Rewrite the lines starting at the line that contains "query | tugboat" and ending at the line that contains "(1111, 526)", adjusting every coordinate in the answers by -70 and leaving the other text unchanged. Leave the pictures out of your answer.

=== DATASET ===
• • • • • • •

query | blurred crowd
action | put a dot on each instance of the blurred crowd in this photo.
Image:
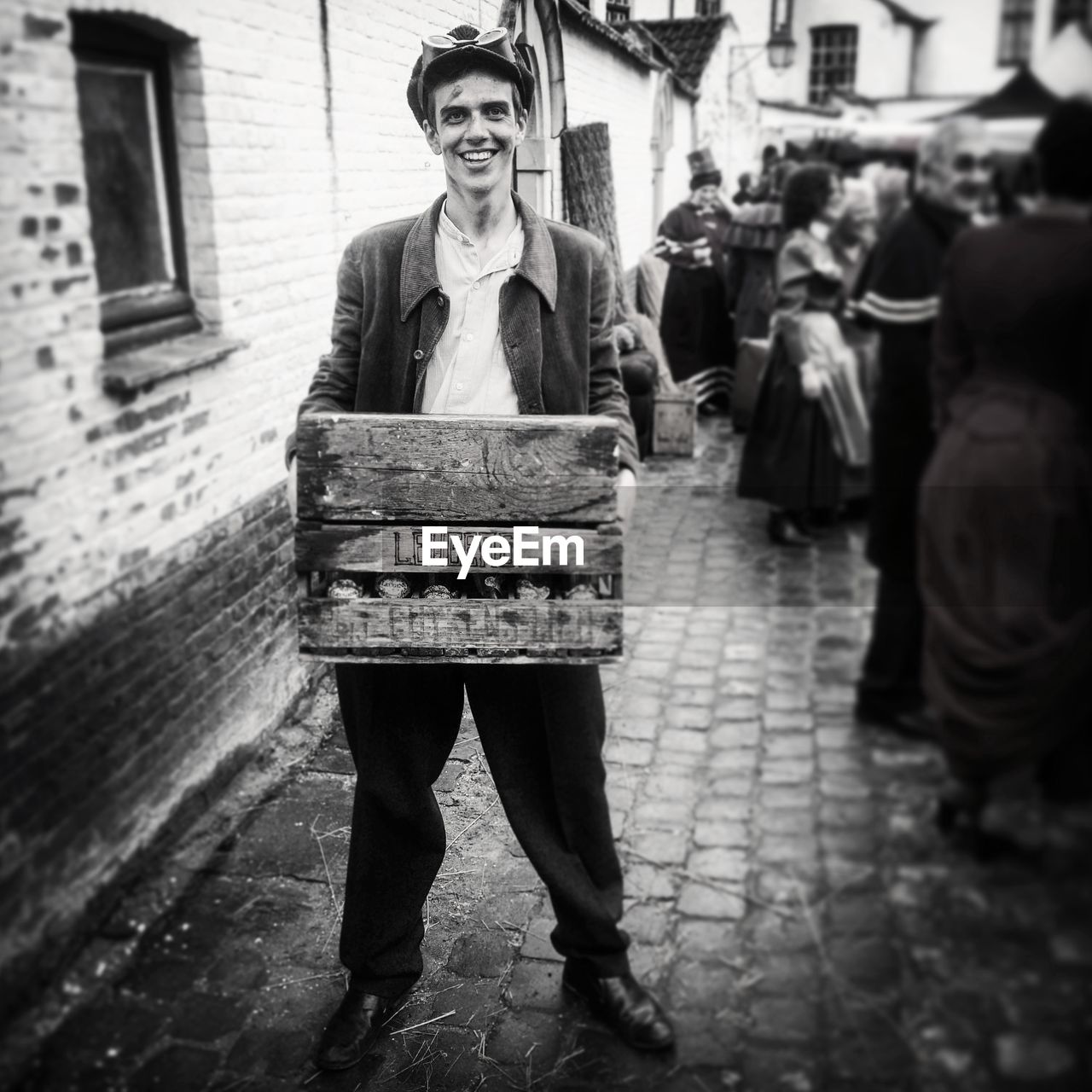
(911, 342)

• • • • • • •

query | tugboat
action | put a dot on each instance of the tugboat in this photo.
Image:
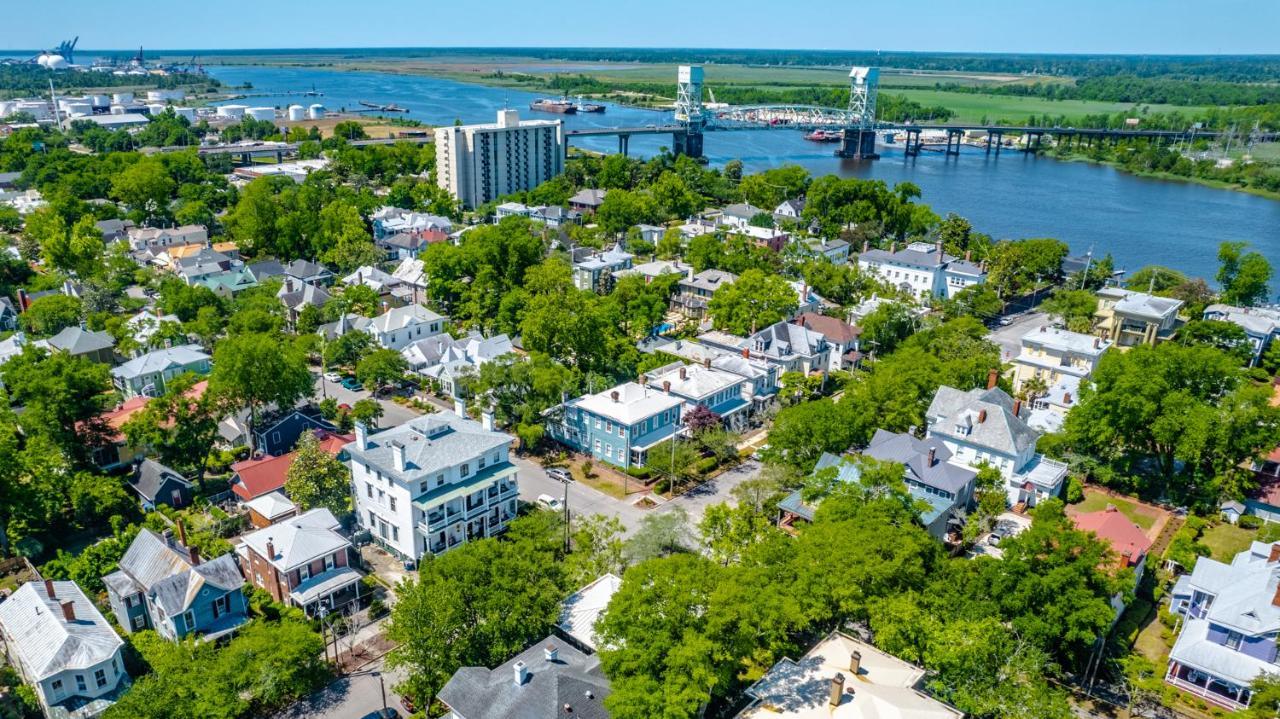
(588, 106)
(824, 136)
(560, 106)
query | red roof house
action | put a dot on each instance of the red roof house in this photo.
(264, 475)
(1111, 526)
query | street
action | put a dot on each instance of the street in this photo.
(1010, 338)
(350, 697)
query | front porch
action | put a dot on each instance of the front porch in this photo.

• • • • • • •

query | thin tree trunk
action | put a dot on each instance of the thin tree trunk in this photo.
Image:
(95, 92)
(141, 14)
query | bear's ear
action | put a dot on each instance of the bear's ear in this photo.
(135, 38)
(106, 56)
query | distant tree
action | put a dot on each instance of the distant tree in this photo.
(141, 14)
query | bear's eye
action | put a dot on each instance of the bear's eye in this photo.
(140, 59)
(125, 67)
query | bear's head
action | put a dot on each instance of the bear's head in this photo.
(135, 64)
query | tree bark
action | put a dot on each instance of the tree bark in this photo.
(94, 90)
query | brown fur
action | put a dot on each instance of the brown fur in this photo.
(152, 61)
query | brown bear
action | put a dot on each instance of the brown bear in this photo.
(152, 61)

• • • • • • •

=== FULL ANSWER ===
query | tugboat
action | put a dot on each instance of the tugboat in this photo.
Image:
(518, 36)
(754, 66)
(490, 36)
query | red roof house
action | put a dot on each instance of the red roof house in this photo.
(194, 405)
(1041, 456)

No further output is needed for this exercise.